-- EXTRACT PROVIDED --
--- START ---

By this point, the Receiver appears to be following "Lewis Carroll's class[ic] advice on the construction of language: "`When I use a word,' Humpty Dumpty said, in rather a scornful tone, `it means just what I choose it to mean — neither more nor less.'" Tenn. Valley Auth. v. Hill, 437 U.S. 153, 173 n. 18 (1978) (quoting Lewis Carroll, Through the Looking Glass, in The Complete Works of Lewis Carroll 196 (1939)). In doing so, and after spending more than $20,000 not to assess the salability of disputed pharmaceuticals worth potentially $650,000 (Doc. # 1177-2 at 1-3), the Receiver proposes nothing less than a new litigation spree.
Doc. # 1183 at 6.
In short, the Bradleys accuse the Receiver of rank incompetence in her attempts to dispose of these assets. Id. at 6-7. And they highlight the relatively low storage cost ($750/month) pending appeal in insisting that the Receiver seeks "to convert more than $650,000 worth of salable pharmaceutical drugs into contraband (Doc. # 891 at 14), then destroy (Doc. # 875 at 3-4) the subject inventory based on inoperative, hence nonexistent regulations." Doc. # 1183 at 2.
Those are powerful assertions to say the least. Within 15 days of the date this Order is served, the Government and the Receiver shall file response briefs. Meanwhile, the Bradleys are invited to brief the Court on how they might find a buyer and thus foment a sale that complies with all applicable law. If the Receiver in fact is wasting this asset, then the Bradleys ought to be able to cite to a legitimate disposition method and sale possibility. And they ought to be able to do so within 15 days from the date this Order is served. Otherwise, the Court will be inclined to grant the Receiver's motion.
The Bradleys insist that the storage costs are relatively minimal, and that these drugs constitute an asset that, should the main appeal in this case be successful, could conceivably come back to them. The Court will entertain a Bradley motion to stay the destruction of the drugs conditioned upon the Bradleys' payment of all storage costs from 10/1/08-onwards.
D. Forfeiture Motion
Non-party Novis Pharmaceuticals, LLC (Novis) moves the Court for leave to abandon receivership property stored without Novis's permission within its leased premises. Doc. # 1170. In essence, it wound up (by way of its property purchase from the Receiver) voluntarily storing part of the above-mentioned "PDMA inventory." It no longer wants to give the Receiver that free ride, has invoiced her $4,500 for storage costs (the Receiver disputes the validity of that invoice, see doc. # 1179 at 3), and demands ongoing storage fees. See also doc. # 1173-2 at screen pages 13-14 (Monitor's Report).
The Receiver does not oppose the central thrust of Novis's motion, given that destruction of the PDMA drugs will moot the issue. Doc. # 1179 at 4. The Court DEFERS ruling on Novis's motion (# 1170) until it receives the additional "PDMA" briefing discussed supra. Novis may renew its "abandonment" motion following this Court's follow-up ruling.
E. Real Property Sale
The Court grants the Receiver's unopposed motion for approval of the sale of the "Interland Associates, Inc." property. Doc. # 1174. The Court will reach the just-filed motion for approval of sale of other Interland Associates, Inc. property, doc. # 1185, after the time to respond to it expires (it obviously would expedite these motions if the movant would indicate that he or she has contacted all adversaries and ascertained whether there is any opposition).
III. CONCLUSION
The Court GRANTS the Receiver's unopposed motion, doc. # 1174, for court approval of the sale of the "Interland Associates, Inc." property. The parties are directed to comply with the "PDMA" briefing schedule set forth in Part II(C) supra. Next, the Court DEFERS on Novis Pharmaceuticals, LLC's motion, doc. # 1170, until it receives the additional "PDMA" briefing. Finally, the Court DENIES sealing motion # 1181 (hence, it DENIES motion # 1182 as moot) and will not accept any further sealing motions in this case.

--- END ---

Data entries
--- START ---

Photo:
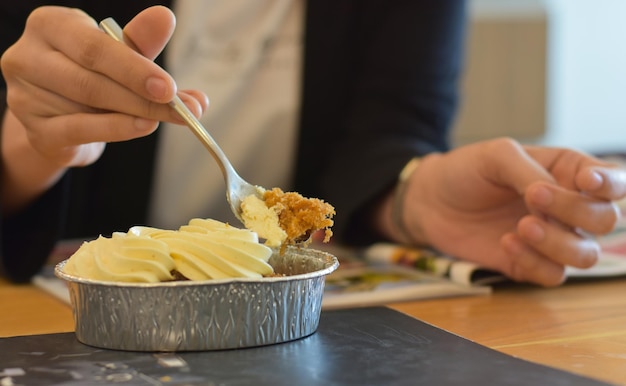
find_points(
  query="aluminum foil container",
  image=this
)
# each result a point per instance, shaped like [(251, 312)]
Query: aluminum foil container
[(207, 315)]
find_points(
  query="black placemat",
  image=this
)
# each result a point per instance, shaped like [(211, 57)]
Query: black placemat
[(361, 346)]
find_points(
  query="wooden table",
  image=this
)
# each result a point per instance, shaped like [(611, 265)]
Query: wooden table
[(579, 327)]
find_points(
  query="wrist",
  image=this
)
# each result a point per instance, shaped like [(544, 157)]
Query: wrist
[(393, 213)]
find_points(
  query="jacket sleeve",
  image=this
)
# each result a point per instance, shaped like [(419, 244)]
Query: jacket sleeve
[(27, 237)]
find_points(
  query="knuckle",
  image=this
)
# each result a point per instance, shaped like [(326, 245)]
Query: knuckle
[(89, 52)]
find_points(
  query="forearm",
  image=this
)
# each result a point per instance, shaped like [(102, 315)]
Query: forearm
[(25, 173)]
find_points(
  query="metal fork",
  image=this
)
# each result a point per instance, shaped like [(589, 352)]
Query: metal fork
[(236, 187)]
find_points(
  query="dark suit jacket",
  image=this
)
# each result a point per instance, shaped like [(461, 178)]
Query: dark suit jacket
[(379, 87)]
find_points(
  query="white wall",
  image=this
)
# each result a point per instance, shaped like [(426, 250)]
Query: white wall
[(587, 74)]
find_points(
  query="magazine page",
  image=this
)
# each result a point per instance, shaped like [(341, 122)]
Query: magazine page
[(360, 282)]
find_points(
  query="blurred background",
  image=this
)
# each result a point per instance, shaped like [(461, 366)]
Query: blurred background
[(546, 71)]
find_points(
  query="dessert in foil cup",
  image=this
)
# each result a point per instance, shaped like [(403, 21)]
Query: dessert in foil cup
[(203, 315)]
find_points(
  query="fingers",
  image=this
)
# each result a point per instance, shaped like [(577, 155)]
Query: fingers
[(80, 39), (541, 249), (605, 182), (507, 163), (528, 266)]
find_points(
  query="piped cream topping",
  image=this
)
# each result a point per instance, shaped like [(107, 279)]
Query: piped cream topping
[(201, 250)]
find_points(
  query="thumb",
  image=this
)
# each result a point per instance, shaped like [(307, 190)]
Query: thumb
[(150, 30)]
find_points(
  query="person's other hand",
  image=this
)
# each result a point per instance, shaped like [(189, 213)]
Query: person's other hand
[(72, 88), (526, 211)]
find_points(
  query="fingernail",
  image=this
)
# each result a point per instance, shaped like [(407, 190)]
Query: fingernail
[(156, 87), (596, 180), (542, 196), (534, 233)]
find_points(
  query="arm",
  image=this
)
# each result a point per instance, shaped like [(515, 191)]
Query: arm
[(55, 121), (525, 211)]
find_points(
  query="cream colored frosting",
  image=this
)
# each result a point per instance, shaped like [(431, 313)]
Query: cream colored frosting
[(262, 220), (201, 250)]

--- END ---

-- TASK DESCRIPTION --
Copy the stretch of the court order from "Doc. # 1183 at 6." through "# 1183 at 2." word for word.

-- RESPONSE AREA --
Doc. # 1183 at 6.
In short, the Bradleys accuse the Receiver of rank incompetence in her attempts to dispose of these assets. Id. at 6-7. And they highlight the relatively low storage cost ($750/month) pending appeal in insisting that the Receiver seeks "to convert more than $650,000 worth of salable pharmaceutical drugs into contraband (Doc. # 891 at 14), then destroy (Doc. # 875 at 3-4) the subject inventory based on inoperative, hence nonexistent regulations." Doc. # 1183 at 2.